## Instructions for the task
Reproduce the post below about a bad day and collecting game characters in full, word for word.

## Source document
++++++++++++++++++++

Life is a challenge. Sometimes life seems like a really difficult Raid battle against a boss whose countdown timers are hidden. You have to count off the attacks in your head and if you get it wrong – Nihilus’ ultimate pops off when you’re least expecting, and the next thing you know you’re in the parking lot of the supermarket screaming on the cellphone about how you feel trapped by an inevitable early death looming just around the corner.
When I got home things were better. I had some caffeine. Took my hormones. Had a smoke. Suddenly things weren’t so bad. Self-care, coping mechanisms, chemical dependencies – whatever you want to call it. The kind of positive behaviors that you should really never shortchange unless you absolutely have no choice.
It’s worth pointing out, however, that even in the moment of my most extreme despair I still never lost sight of true priorities. Today while waiting for the tow truck I achieved not one but two significant goals: I finished collected both Hera Syndulla and Colonel Starck.
The former is, of course, the leader of the Phoenix Squad off TV’s Rebels. She’s the last of the six Phoenix squad characters I had to check off my list, so now all I need to do is build up the team’s stats sufficient to be able to snag Grand Admiral Thrawn the next time his event comes around.

++++++++++++++++++++

## Dataset extract
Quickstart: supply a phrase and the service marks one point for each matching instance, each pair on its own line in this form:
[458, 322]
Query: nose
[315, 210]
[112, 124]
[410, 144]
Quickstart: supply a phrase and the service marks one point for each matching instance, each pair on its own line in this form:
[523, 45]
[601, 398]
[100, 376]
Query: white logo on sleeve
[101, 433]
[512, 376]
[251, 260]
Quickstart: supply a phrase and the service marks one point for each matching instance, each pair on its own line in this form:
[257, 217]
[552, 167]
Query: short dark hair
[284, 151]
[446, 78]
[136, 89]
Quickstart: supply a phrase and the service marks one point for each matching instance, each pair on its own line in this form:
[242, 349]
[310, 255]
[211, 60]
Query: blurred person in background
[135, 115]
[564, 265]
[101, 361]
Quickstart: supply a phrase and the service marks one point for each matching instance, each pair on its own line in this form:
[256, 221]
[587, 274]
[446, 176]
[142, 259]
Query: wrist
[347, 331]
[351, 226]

++++++++++++++++++++

## Result of the exercise
Life is a challenge. Sometimes life seems like a really difficult Raid battle against a boss whose countdown timers are hidden. You have to count off the attacks in your head and if you get it wrong – Nihilus’ ultimate pops off when you’re least expecting, and the next thing you know you’re in the parking lot of the supermarket screaming on the cellphone about how you feel trapped by an inevitable early death looming just around the corner.
When I got home things were better. I had some caffeine. Took my hormones. Had a smoke. Suddenly things weren’t so bad. Self-care, coping mechanisms, chemical dependencies – whatever you want to call it. The kind of positive behaviors that you should really never shortchange unless you absolutely have no choice.
It’s worth pointing out, however, that even in the moment of my most extreme despair I still never lost sight of true priorities. Today while waiting for the tow truck I achieved not one but two significant goals: I finished collected both Hera Syndulla and Colonel Starck.
The former is, of course, the leader of the Phoenix Squad off TV’s Rebels. She’s the last of the six Phoenix squad characters I had to check off my list, so now all I need to do is build up the team’s stats sufficient to be able to snag Grand Admiral Thrawn the next time his event comes around.